# What you will do
Scan each line of the records for the word "white" and extract the ones that have it.

# Material supplied
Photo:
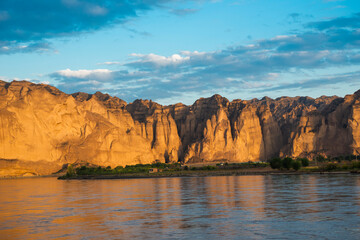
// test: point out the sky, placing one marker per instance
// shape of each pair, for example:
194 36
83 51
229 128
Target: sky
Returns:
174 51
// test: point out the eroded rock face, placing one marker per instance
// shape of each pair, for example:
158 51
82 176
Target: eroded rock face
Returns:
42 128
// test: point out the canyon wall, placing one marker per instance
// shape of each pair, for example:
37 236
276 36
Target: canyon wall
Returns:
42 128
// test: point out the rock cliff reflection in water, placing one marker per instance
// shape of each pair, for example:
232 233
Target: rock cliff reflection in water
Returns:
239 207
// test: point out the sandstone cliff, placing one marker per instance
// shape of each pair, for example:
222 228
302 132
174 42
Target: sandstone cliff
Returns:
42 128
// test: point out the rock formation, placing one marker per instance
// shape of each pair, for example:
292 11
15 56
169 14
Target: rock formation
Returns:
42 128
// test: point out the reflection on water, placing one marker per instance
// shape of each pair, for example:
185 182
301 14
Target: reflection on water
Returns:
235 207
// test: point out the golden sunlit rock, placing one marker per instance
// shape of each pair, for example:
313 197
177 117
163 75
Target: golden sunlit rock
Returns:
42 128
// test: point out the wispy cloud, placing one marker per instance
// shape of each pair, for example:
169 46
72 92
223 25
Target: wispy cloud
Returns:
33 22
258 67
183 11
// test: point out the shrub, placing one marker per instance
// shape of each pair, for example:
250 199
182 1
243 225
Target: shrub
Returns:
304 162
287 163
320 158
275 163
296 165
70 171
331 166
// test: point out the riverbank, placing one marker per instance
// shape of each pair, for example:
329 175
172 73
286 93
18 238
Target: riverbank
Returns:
--
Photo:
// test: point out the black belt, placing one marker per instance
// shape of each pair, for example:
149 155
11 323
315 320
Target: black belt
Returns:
--
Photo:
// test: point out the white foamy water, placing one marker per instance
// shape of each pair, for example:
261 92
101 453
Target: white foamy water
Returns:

# Solution below
// test: point out the white foamy water, placing one marker per instance
Target: white foamy water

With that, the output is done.